◆ **EXERCISE**:
Copy each line below exactly as it appears. Pictures are to be omitted.

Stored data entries
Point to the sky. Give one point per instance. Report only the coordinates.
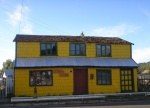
(127, 19)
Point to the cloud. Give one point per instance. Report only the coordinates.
(19, 18)
(141, 55)
(115, 31)
(147, 14)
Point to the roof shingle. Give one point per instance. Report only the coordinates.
(62, 38)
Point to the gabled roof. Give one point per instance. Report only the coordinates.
(62, 38)
(74, 62)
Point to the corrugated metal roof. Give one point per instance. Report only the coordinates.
(62, 38)
(8, 72)
(75, 62)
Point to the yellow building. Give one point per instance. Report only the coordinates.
(67, 65)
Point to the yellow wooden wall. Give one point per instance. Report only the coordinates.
(64, 85)
(61, 85)
(100, 89)
(32, 49)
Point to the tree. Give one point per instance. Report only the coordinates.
(8, 64)
(82, 34)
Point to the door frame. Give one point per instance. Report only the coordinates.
(74, 80)
(132, 79)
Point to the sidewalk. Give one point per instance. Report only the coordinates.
(4, 100)
(74, 99)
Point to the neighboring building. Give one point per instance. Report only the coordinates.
(8, 80)
(66, 65)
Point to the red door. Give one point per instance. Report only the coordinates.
(80, 81)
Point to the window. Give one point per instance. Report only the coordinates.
(103, 77)
(77, 49)
(103, 50)
(41, 78)
(48, 49)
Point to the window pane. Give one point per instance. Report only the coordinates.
(72, 46)
(40, 78)
(82, 49)
(43, 49)
(108, 53)
(48, 49)
(98, 49)
(54, 49)
(77, 49)
(72, 49)
(72, 52)
(103, 77)
(103, 51)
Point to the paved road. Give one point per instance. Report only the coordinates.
(131, 104)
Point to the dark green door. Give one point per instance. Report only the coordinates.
(126, 80)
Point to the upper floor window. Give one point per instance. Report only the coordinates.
(103, 50)
(48, 49)
(41, 78)
(77, 49)
(103, 77)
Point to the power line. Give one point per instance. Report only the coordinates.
(36, 21)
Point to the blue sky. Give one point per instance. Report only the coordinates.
(127, 19)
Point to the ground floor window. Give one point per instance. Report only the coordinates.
(41, 77)
(103, 77)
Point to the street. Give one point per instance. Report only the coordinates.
(127, 104)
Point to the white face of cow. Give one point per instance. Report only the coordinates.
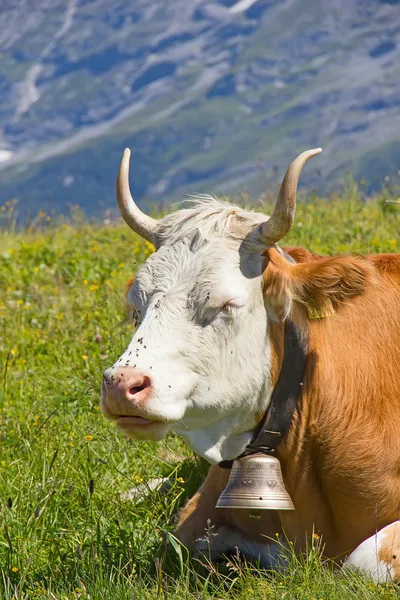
(199, 361)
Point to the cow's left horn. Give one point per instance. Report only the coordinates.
(140, 223)
(281, 220)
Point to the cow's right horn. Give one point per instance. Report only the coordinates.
(281, 220)
(140, 223)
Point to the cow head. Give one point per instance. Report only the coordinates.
(200, 360)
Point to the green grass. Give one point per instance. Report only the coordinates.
(66, 530)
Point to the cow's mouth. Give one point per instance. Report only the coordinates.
(126, 422)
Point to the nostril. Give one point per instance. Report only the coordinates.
(138, 388)
(146, 383)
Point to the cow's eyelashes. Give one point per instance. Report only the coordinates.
(231, 306)
(135, 316)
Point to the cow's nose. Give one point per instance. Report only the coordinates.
(124, 385)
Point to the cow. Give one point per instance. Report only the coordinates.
(210, 308)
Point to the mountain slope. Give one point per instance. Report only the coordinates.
(209, 95)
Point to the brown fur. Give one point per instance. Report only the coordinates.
(341, 458)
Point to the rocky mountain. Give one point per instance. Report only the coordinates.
(209, 95)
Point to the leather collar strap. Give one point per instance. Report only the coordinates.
(276, 422)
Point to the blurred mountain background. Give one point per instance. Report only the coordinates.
(210, 96)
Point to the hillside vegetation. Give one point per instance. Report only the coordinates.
(68, 527)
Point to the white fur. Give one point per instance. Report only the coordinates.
(365, 557)
(209, 365)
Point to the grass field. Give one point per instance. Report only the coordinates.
(68, 529)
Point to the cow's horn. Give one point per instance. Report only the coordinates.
(281, 220)
(140, 223)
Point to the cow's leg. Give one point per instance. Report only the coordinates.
(216, 532)
(200, 514)
(379, 555)
(226, 542)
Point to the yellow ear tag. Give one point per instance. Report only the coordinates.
(315, 313)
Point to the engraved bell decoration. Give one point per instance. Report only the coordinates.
(256, 482)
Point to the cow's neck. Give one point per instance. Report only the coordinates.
(260, 430)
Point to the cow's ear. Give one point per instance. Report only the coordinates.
(321, 285)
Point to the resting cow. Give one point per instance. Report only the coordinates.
(210, 308)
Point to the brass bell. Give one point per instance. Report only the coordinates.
(256, 482)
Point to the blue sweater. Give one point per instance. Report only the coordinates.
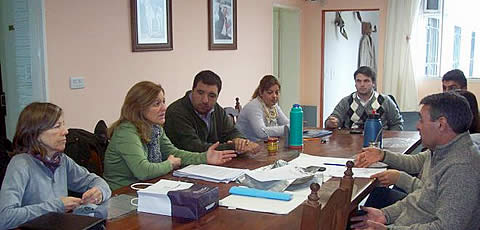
(30, 189)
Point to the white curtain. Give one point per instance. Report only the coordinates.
(399, 79)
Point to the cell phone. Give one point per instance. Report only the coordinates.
(356, 131)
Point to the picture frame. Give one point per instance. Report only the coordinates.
(222, 24)
(151, 25)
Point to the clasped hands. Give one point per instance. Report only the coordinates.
(93, 196)
(214, 157)
(371, 155)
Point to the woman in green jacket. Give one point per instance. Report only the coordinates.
(139, 148)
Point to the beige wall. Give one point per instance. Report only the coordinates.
(311, 43)
(92, 39)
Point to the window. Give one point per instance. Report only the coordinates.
(445, 37)
(457, 38)
(472, 54)
(433, 33)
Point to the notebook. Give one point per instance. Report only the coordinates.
(55, 220)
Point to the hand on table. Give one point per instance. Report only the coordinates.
(176, 162)
(388, 177)
(93, 196)
(368, 156)
(216, 157)
(374, 219)
(332, 122)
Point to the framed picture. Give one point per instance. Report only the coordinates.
(151, 25)
(222, 24)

◆ **SOLVED PROBLEM**:
Point to the sky. Give one point per instance. Report only the coordinates.
(127, 19)
Point to the cloud. Give one point per instance. Report only the coordinates.
(19, 18)
(141, 55)
(115, 31)
(147, 14)
Point to the roof shingle. Give one point per instance. Report only the coordinates.
(62, 38)
Point to the gabled roof. Give one point per instance. Report only the coordinates.
(62, 38)
(74, 62)
Point to the corrugated metal roof. Give one point per instance. Report only the coordinates.
(62, 38)
(8, 72)
(75, 62)
Point to the yellow building. Give one point per instance. Report only the coordinates.
(67, 65)
Point to the yellow wooden wall. Give one point per instance. Report only the coordinates.
(64, 85)
(61, 85)
(100, 89)
(32, 49)
Point to the tree. Give one point per instance. Report only the coordinates.
(8, 64)
(82, 34)
Point to the door frame. Give one point per instance. Report only the coordinates.
(74, 80)
(132, 79)
Point to the sidewalk. Give one point per instance. Report only the coordinates.
(4, 100)
(74, 99)
Point to the neighboring building. Give one point per instance. Report only the coordinates.
(8, 80)
(66, 65)
Point to the red door. Give one point per instance. Report only the coordinates.
(80, 81)
Point to the window. Give one point per instance. Report only the coordinates.
(103, 77)
(77, 49)
(103, 50)
(41, 78)
(48, 49)
Point to the window pane. Give one point per instance. Report only the coordinates.
(72, 46)
(40, 78)
(82, 49)
(43, 49)
(108, 53)
(48, 49)
(98, 49)
(54, 49)
(77, 49)
(72, 49)
(72, 52)
(103, 77)
(103, 51)
Point to the paved road. Give one point per instance. Report only the coordinates.
(131, 104)
Point to the dark green door. Give one point per instance. Report only the coordinates.
(126, 80)
Point to the upper floor window. Give one point per instance. Report only the coordinates.
(103, 50)
(48, 49)
(41, 78)
(77, 49)
(103, 77)
Point to the power line. Give one point per instance. Report only the coordinates.
(36, 21)
Point to the blue sky. Give one point per instance. Report only the coordinates.
(127, 19)
Point to the ground floor window. Give one point per instance. Report only the coordinates.
(41, 77)
(103, 77)
Point to the street. Give one point per instance. Report only the coordinates.
(127, 104)
Point to the white face of cow. Give one point per instance. Report only the coordinates.
(199, 361)
Point to the cow's left horn. Give one point per instance. Report only the coordinates.
(140, 223)
(281, 220)
Point to the cow's right horn. Give one point per instance. Report only the coordinates.
(281, 220)
(140, 223)
Point to the cow head. Give one point per instance. Report only the coordinates.
(200, 360)
Point to the green grass. Give one point per instance. Report only the coordinates.
(66, 530)
Point to the cow's mouth. Give one point per instance. Report only the coordinates.
(126, 422)
Point to the nostril. Give one point per instance. Report only the coordinates.
(138, 388)
(146, 383)
Point to the cow's eyelashes. Give one point per instance. Report only the coordinates.
(231, 306)
(135, 316)
Point to the cow's nose. Give one point per instance. Report only the coordinates.
(124, 385)
Point to the cow. Give one point per instance. Report only the coordinates.
(210, 308)
Point to the mountain slope. Give one point per instance. Report only the coordinates.
(209, 95)
Point to the brown fur. Give one point per instance. Report only the coordinates.
(341, 458)
Point to the rocky mountain. Give one point per instance. Report only the coordinates.
(209, 95)
Point to the leather collar strap. Give one point per instance. Report only the coordinates.
(276, 422)
Point to the blurred mountain background. Give one point per instance. Report only the coordinates.
(210, 96)
Point to the hillside vegetation. Give one point per instance. Report only the coordinates.
(68, 527)
Point to the white fur. Give one point per instance. Report only the coordinates.
(365, 557)
(209, 365)
Point to the grass field. Give one point per instance. Report only the coordinates.
(68, 529)
Point to the cow's horn. Give one point per instance. Report only the coordinates.
(281, 220)
(140, 223)
Point to the cow's leg. Give one point per instance. Report only the coordinates.
(216, 532)
(200, 514)
(379, 555)
(226, 542)
Point to the yellow ear tag. Give one point per instance. Report only the coordinates.
(315, 313)
Point to the engraved bell decoration. Give one point per instance. Report only the coordinates.
(256, 482)
Point to the cow's neck. Give one point per instance. Report only the coordinates.
(260, 430)
Point to the cow's ear. Give one point per instance. Report only the coordinates.
(321, 285)
Point to the resting cow. Give one point per instance. Report only the coordinates.
(210, 308)
Point to the brass bell. Give one point per instance. Report only the coordinates.
(256, 482)
Point to the blue sweater. Give one point per instance. Report only the coordinates.
(30, 189)
Point to the white curtain. Give one point per instance. Report only the coordinates.
(399, 79)
Point to the cell phone. Give one point per instance. Report only the coordinates.
(356, 131)
Point to the picture frame. Give one point per instance. Report only the coordinates.
(222, 24)
(151, 25)
Point to the clasped hands. Give one point per instance. Report only the coordinates.
(93, 196)
(214, 157)
(371, 155)
Point to the woman in green jacket. Give one point per instance. Report only the coordinates.
(139, 148)
Point to the beige wall. Give one point per instance. Report only the coordinates.
(311, 43)
(92, 39)
Point to the window. Give one point per instance. Report only the coordinates.
(445, 37)
(457, 38)
(472, 54)
(433, 33)
Point to the notebook. Give one point per instance. Report only the coordinates.
(55, 220)
Point to the hand on table. Give one point per instance. Report only the coordinates.
(176, 162)
(388, 177)
(93, 196)
(368, 156)
(216, 157)
(374, 219)
(332, 122)
Point to the framed picture. Give one point per instance. Report only the coordinates.
(151, 25)
(222, 24)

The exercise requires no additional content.